═══ Supplied text

!Picby Pete Bodo

If you were present when Svetlana Kuznetsova won the French Open in 2009, on a sunshot day when the jam-packed Court Philippe Chatrier resembled a bowl of multi-colored gumdrops, you could be forgiven for thinking that it was someone else out there, facing off this morning against this year's third seed, Agnieszka Radwanska.

For one thing, the atmosphere seemed almost somber, under overcast skies. For another, the stadium was almost as empty as it usually is for the first of the men's semifinals (ask Roger Federer about that sometime)—but this time you couldn't even blame the corporate-entertainment crowd. That crew doesn't show up for a first-week match. Lastly, Kuznetsova looked as if she were impersonating someone, lest she be mistaken for. . . Svetlana Kuznetsova.

The big thing was the hair, done up with (I think) tightly wound braids pinned to her skull, so it looked like her temples were shaved while someone had artfully decorated the top of her head with a pastry bag. The effect was part Star Wars, part French provincial farm girl. The overall effect was Cosmic Milkmaid, which would not be out of character for our free-spirited Sveta.

Maybe that's a good thing, because it kept you from thinking how far the fortunes of the talented, two-time Grand Slam champ and former No. 2, now ranked 28th, have fallen. Kuznetsova has very good reasons to appear to be someone else. Lately, she has been practically anyone's "good win", losing to, among others, Jie Zheng, Iveta Benesova, and Lucie Safarova; not a major champ among them.

══════

• **Aim of the exercise**
Render this sentence from the column on Svetlana Kuznetsova in Spanish: "For one thing, the atmosphere seemed almost somber, under overcast skies."

═══ Provided information

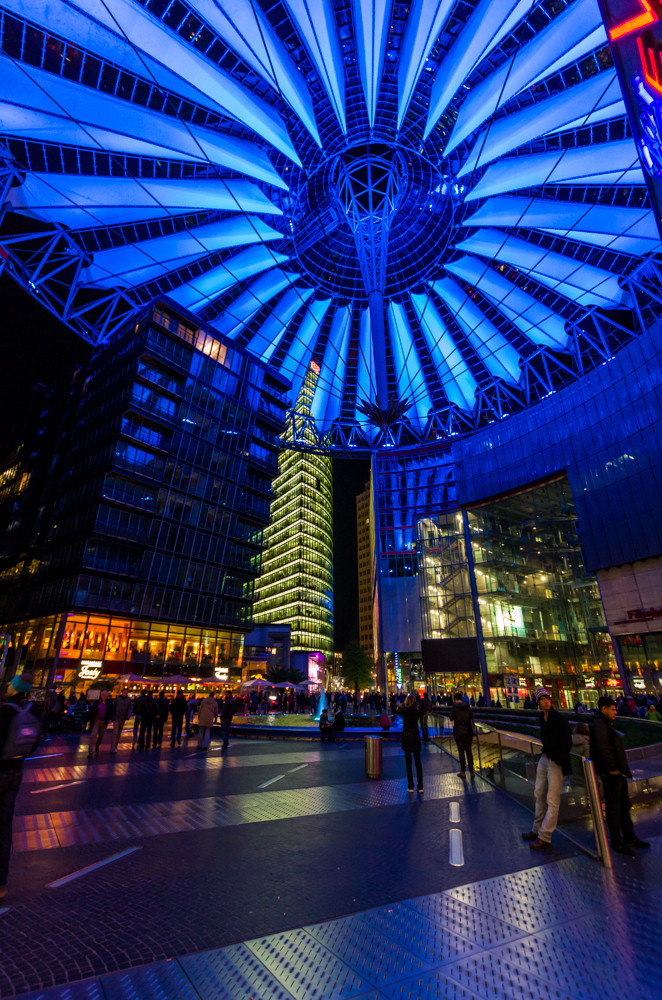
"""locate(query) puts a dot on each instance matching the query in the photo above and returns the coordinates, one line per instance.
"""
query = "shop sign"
(634, 28)
(640, 615)
(89, 670)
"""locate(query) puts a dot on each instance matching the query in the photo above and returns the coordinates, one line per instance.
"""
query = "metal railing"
(509, 761)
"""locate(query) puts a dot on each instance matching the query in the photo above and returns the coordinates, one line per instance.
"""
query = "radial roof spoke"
(436, 203)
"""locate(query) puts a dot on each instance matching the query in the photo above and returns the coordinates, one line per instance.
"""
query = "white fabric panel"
(371, 24)
(536, 321)
(137, 263)
(79, 202)
(499, 357)
(296, 361)
(327, 399)
(592, 101)
(489, 23)
(570, 36)
(159, 47)
(411, 383)
(455, 375)
(426, 20)
(315, 21)
(245, 28)
(70, 20)
(110, 122)
(613, 227)
(582, 283)
(605, 163)
(366, 380)
(201, 291)
(240, 312)
(268, 337)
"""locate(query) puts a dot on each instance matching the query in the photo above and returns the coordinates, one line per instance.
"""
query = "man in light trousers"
(553, 766)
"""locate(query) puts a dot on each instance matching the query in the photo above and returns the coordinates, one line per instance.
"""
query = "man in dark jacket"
(177, 712)
(11, 772)
(553, 765)
(611, 763)
(227, 712)
(463, 733)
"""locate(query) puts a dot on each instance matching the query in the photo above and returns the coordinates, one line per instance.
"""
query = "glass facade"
(296, 583)
(156, 500)
(541, 619)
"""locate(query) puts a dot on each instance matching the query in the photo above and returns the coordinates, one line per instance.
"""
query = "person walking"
(425, 709)
(177, 713)
(553, 765)
(101, 713)
(122, 712)
(191, 706)
(161, 709)
(462, 718)
(207, 715)
(227, 713)
(12, 758)
(148, 714)
(611, 763)
(411, 741)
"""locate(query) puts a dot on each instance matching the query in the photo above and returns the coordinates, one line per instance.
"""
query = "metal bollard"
(373, 756)
(602, 844)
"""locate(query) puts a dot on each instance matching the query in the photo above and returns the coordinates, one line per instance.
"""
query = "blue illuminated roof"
(438, 203)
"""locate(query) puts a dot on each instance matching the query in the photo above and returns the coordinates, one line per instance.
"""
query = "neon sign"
(634, 28)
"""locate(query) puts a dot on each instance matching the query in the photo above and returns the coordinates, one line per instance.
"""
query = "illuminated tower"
(365, 537)
(296, 583)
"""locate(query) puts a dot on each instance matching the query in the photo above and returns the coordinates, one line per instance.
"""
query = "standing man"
(101, 713)
(122, 711)
(463, 733)
(425, 707)
(207, 714)
(227, 712)
(611, 763)
(553, 766)
(177, 711)
(11, 766)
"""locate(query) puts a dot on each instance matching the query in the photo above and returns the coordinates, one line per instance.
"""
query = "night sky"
(38, 348)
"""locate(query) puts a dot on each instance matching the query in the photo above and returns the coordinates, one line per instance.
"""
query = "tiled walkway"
(281, 872)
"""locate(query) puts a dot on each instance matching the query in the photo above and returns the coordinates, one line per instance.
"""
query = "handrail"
(500, 741)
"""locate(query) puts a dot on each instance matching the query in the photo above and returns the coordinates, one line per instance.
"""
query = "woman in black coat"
(411, 741)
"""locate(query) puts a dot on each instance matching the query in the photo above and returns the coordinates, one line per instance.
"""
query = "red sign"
(635, 36)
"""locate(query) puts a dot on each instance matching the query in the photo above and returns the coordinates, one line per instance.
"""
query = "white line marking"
(91, 868)
(271, 781)
(455, 849)
(68, 784)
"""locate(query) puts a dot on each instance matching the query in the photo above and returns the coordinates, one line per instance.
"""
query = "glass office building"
(295, 586)
(449, 208)
(153, 507)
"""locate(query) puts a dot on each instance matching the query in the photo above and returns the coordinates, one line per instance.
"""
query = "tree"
(356, 667)
(279, 674)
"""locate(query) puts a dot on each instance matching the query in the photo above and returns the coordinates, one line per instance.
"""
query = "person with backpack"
(20, 730)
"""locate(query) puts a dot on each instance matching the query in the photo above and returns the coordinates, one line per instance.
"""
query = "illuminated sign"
(89, 670)
(634, 28)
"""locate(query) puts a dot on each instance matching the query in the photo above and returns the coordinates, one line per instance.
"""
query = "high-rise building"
(295, 586)
(153, 495)
(365, 540)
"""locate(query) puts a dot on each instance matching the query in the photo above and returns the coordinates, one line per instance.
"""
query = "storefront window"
(74, 637)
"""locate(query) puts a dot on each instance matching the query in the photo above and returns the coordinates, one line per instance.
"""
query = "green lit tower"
(296, 583)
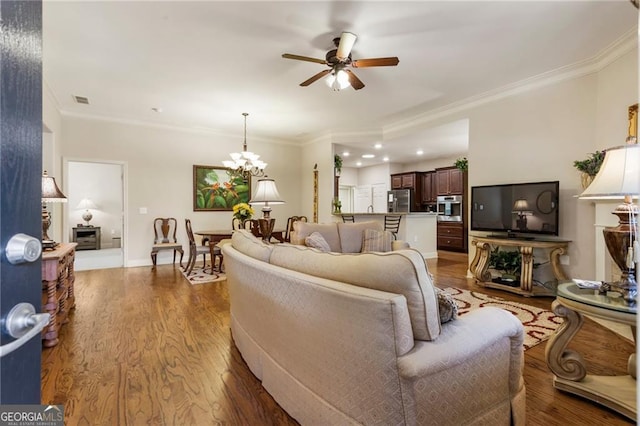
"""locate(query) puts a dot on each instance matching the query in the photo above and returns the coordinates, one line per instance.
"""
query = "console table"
(615, 392)
(480, 264)
(58, 296)
(87, 237)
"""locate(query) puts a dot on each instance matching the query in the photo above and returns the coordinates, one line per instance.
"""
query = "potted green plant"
(337, 164)
(462, 164)
(508, 262)
(589, 167)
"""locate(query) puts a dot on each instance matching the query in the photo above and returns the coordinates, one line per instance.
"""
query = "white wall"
(160, 174)
(102, 184)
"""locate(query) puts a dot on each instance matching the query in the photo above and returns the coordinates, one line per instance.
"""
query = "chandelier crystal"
(246, 162)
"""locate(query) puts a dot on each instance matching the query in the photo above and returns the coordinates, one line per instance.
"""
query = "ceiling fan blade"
(303, 58)
(315, 77)
(356, 83)
(375, 62)
(347, 41)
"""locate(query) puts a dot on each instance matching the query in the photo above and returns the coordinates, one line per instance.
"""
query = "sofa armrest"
(478, 357)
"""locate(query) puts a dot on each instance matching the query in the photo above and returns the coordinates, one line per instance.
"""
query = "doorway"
(95, 216)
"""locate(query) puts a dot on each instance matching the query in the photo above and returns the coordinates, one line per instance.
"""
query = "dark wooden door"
(20, 186)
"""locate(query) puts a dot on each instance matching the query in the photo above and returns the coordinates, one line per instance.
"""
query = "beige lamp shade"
(50, 191)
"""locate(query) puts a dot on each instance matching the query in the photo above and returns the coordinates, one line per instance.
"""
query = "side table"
(58, 295)
(615, 392)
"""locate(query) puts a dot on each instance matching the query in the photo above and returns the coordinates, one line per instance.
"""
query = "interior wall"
(160, 174)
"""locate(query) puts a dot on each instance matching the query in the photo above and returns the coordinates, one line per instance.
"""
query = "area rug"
(200, 276)
(538, 323)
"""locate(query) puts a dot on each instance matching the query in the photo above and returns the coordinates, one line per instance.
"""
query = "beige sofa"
(356, 339)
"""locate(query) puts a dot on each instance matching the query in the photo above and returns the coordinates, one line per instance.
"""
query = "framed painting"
(218, 188)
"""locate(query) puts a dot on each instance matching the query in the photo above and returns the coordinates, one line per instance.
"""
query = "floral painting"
(218, 188)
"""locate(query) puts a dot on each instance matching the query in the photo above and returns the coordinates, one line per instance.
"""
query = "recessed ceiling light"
(81, 99)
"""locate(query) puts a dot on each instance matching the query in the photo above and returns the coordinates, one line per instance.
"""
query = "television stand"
(480, 264)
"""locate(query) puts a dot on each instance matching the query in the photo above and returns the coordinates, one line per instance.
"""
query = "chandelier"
(246, 163)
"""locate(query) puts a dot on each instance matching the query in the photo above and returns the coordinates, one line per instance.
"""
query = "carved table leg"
(51, 330)
(480, 262)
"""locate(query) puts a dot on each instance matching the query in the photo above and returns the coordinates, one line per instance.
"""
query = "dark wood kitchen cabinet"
(429, 188)
(450, 181)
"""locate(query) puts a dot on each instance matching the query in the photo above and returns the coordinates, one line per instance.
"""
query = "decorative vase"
(586, 180)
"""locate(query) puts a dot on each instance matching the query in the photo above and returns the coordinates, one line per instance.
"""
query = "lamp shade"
(86, 204)
(50, 191)
(266, 193)
(619, 175)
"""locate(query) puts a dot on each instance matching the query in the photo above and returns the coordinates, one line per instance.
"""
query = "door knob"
(23, 248)
(22, 323)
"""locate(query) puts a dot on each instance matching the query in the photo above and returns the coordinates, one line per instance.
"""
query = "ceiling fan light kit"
(340, 58)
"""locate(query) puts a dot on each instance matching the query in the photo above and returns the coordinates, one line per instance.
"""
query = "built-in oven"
(449, 208)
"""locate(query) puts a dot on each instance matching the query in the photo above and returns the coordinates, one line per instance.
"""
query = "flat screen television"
(517, 209)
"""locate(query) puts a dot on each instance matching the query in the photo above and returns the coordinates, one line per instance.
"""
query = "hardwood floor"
(146, 347)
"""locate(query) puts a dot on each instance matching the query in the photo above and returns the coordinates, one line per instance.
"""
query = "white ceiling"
(205, 63)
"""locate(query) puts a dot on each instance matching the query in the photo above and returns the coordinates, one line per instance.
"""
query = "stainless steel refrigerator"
(399, 201)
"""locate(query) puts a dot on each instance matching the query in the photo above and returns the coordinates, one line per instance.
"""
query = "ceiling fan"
(338, 60)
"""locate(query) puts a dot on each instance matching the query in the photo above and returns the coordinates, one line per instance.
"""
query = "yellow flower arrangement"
(242, 211)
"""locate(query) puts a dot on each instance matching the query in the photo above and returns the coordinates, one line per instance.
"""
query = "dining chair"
(196, 250)
(392, 223)
(164, 229)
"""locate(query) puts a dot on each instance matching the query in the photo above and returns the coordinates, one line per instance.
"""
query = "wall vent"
(81, 99)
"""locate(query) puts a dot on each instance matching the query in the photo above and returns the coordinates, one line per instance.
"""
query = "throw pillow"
(374, 240)
(447, 306)
(316, 240)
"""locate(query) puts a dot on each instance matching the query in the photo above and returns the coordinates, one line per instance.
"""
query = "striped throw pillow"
(374, 240)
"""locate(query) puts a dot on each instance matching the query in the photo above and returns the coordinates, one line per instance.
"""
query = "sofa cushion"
(351, 234)
(316, 240)
(245, 242)
(301, 230)
(373, 240)
(447, 307)
(400, 272)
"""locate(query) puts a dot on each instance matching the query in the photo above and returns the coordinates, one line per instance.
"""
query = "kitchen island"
(418, 229)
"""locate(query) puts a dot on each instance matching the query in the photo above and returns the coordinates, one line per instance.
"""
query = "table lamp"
(619, 178)
(86, 204)
(266, 193)
(50, 194)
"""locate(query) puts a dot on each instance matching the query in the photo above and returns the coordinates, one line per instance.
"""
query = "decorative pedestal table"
(615, 392)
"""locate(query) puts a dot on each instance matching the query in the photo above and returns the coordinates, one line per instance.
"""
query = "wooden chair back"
(164, 229)
(392, 223)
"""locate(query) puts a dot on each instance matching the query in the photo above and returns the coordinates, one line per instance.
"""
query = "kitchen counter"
(419, 229)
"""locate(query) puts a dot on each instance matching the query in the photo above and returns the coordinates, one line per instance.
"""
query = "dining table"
(213, 237)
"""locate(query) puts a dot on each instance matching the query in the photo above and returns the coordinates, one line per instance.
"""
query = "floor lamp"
(619, 179)
(266, 193)
(50, 194)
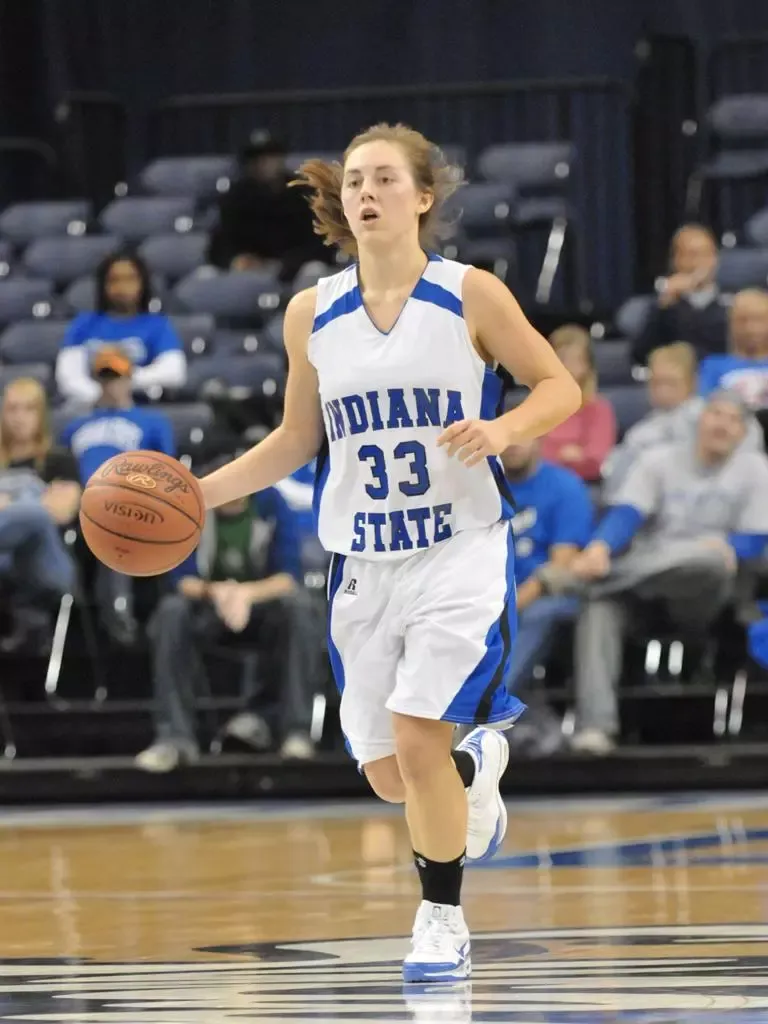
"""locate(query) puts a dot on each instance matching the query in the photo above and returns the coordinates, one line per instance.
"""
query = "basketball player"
(392, 386)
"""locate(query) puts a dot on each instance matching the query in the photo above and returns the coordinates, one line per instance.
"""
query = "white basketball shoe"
(486, 822)
(440, 949)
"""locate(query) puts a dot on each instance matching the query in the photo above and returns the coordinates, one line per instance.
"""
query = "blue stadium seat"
(38, 371)
(24, 222)
(32, 341)
(136, 217)
(613, 363)
(739, 268)
(187, 418)
(228, 342)
(236, 376)
(66, 259)
(174, 255)
(630, 403)
(633, 314)
(247, 295)
(200, 177)
(25, 297)
(196, 332)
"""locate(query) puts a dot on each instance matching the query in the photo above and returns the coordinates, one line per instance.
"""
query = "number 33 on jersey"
(384, 489)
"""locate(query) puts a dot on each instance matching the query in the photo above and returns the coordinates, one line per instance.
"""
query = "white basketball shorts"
(429, 636)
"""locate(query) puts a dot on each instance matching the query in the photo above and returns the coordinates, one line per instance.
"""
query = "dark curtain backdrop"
(142, 51)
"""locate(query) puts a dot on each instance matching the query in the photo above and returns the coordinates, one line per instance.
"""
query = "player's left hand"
(474, 440)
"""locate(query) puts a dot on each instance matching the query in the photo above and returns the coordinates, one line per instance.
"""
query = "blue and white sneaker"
(486, 821)
(440, 945)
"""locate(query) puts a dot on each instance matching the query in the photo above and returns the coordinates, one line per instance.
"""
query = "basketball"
(141, 513)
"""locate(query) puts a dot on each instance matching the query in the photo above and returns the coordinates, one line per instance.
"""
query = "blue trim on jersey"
(483, 697)
(346, 303)
(322, 469)
(427, 291)
(491, 408)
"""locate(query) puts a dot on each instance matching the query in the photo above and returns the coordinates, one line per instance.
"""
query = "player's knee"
(384, 778)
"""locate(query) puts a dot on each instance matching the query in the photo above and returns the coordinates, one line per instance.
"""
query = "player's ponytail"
(431, 173)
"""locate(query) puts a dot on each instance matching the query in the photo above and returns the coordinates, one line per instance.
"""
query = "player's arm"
(504, 334)
(298, 438)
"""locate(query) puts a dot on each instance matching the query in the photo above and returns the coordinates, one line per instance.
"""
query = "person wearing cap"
(242, 584)
(263, 224)
(675, 531)
(116, 425)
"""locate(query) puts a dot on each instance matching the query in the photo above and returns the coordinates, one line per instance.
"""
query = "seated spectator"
(553, 521)
(689, 305)
(744, 369)
(675, 412)
(39, 494)
(243, 580)
(677, 527)
(583, 442)
(122, 316)
(263, 224)
(116, 425)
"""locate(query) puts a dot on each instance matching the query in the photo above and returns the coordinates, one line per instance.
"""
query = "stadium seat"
(738, 127)
(633, 314)
(613, 363)
(196, 332)
(25, 297)
(630, 403)
(246, 295)
(174, 255)
(228, 342)
(24, 222)
(32, 341)
(65, 259)
(756, 228)
(136, 217)
(38, 371)
(215, 375)
(200, 177)
(187, 418)
(739, 268)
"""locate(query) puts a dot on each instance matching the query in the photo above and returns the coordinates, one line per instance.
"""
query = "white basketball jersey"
(384, 489)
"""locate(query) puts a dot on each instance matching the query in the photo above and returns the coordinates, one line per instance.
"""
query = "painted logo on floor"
(573, 976)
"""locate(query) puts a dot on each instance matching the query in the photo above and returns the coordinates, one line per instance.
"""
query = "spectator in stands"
(116, 425)
(676, 529)
(122, 316)
(263, 224)
(675, 412)
(744, 369)
(689, 305)
(553, 521)
(243, 580)
(39, 494)
(583, 442)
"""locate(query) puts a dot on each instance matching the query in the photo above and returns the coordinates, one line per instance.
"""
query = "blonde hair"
(574, 336)
(27, 387)
(679, 354)
(431, 174)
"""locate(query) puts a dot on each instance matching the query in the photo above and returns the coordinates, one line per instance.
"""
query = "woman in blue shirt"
(122, 316)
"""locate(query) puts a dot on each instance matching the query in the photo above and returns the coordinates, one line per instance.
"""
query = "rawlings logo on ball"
(140, 480)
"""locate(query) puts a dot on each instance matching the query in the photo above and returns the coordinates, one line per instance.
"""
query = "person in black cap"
(263, 224)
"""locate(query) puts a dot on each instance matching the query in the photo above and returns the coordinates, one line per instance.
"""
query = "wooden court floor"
(646, 910)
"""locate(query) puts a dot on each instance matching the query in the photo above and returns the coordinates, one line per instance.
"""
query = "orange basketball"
(141, 513)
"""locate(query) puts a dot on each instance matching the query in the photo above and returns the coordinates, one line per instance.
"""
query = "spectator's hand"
(571, 453)
(593, 562)
(192, 588)
(474, 440)
(720, 545)
(235, 607)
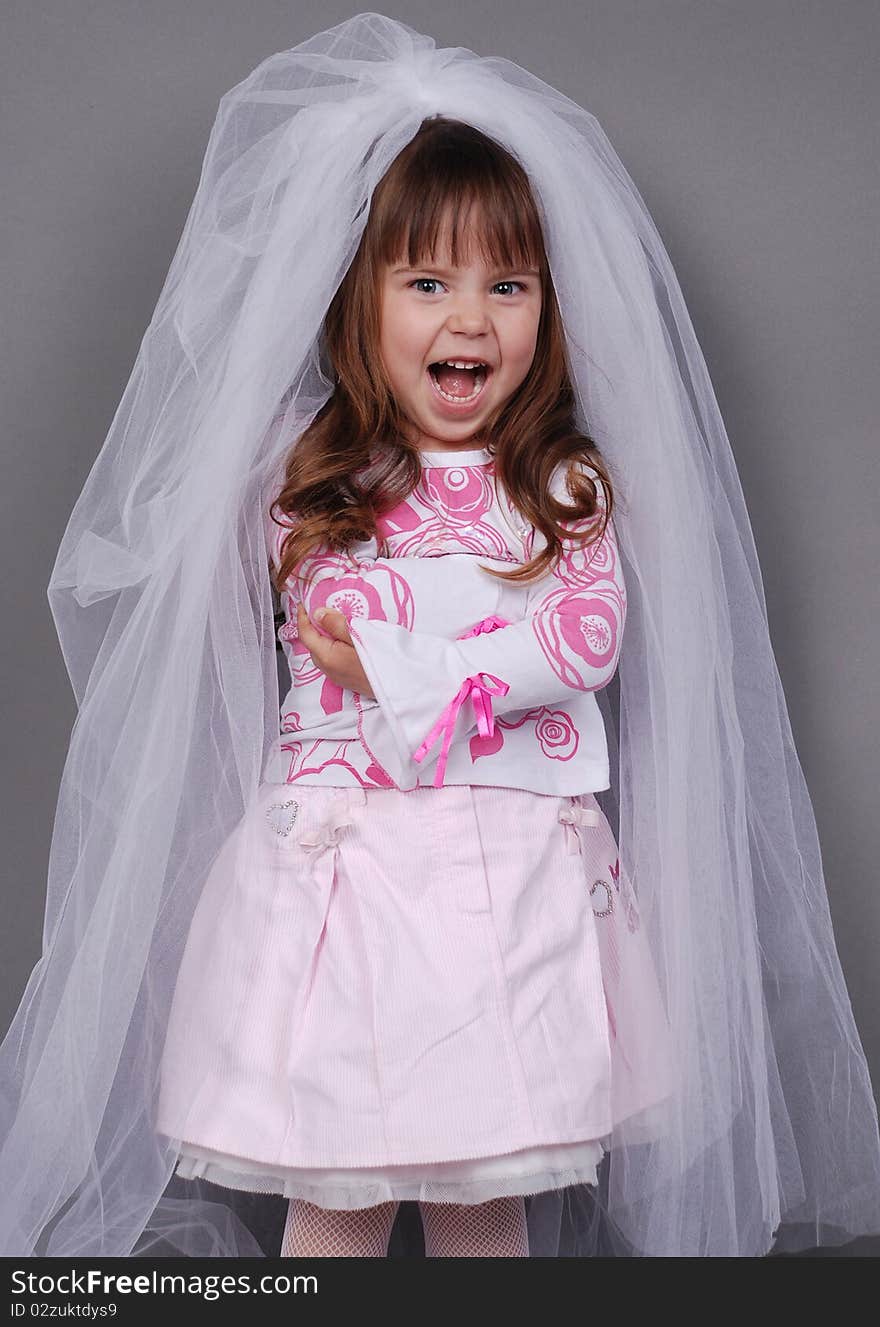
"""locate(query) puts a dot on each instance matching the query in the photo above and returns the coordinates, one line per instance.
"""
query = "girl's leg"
(494, 1229)
(312, 1232)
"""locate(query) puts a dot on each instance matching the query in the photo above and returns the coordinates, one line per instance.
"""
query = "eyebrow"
(443, 271)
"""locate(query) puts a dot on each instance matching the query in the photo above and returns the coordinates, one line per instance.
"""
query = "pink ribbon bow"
(481, 694)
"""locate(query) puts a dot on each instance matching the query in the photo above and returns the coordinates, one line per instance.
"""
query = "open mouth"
(458, 382)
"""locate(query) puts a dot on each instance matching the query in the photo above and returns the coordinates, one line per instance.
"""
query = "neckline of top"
(475, 457)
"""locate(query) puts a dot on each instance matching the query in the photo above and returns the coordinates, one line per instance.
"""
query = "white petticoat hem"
(474, 1180)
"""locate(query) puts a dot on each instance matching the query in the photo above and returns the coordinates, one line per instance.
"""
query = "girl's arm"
(432, 690)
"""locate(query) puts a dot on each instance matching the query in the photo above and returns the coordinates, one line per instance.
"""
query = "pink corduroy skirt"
(442, 994)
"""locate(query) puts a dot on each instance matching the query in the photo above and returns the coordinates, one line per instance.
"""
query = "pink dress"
(417, 968)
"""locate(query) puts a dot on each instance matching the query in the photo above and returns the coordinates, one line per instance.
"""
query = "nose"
(469, 315)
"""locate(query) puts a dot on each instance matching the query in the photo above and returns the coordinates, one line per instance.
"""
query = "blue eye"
(433, 280)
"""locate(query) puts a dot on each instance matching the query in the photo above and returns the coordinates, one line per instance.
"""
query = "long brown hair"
(355, 462)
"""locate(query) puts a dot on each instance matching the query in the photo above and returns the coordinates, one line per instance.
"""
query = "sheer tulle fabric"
(162, 601)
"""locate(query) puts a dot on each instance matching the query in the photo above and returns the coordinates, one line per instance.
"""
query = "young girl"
(414, 957)
(519, 912)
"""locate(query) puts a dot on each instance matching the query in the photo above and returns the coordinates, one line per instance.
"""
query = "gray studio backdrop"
(750, 129)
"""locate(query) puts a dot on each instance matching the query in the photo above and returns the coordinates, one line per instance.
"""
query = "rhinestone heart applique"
(609, 897)
(282, 816)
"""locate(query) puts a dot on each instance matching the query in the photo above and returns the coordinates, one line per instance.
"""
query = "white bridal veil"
(163, 608)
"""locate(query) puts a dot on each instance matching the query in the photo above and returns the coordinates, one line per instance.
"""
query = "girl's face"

══════

• **Exercise result**
Por un lado, el ambiente parecía casi sombrío, bajo un cielo nublado.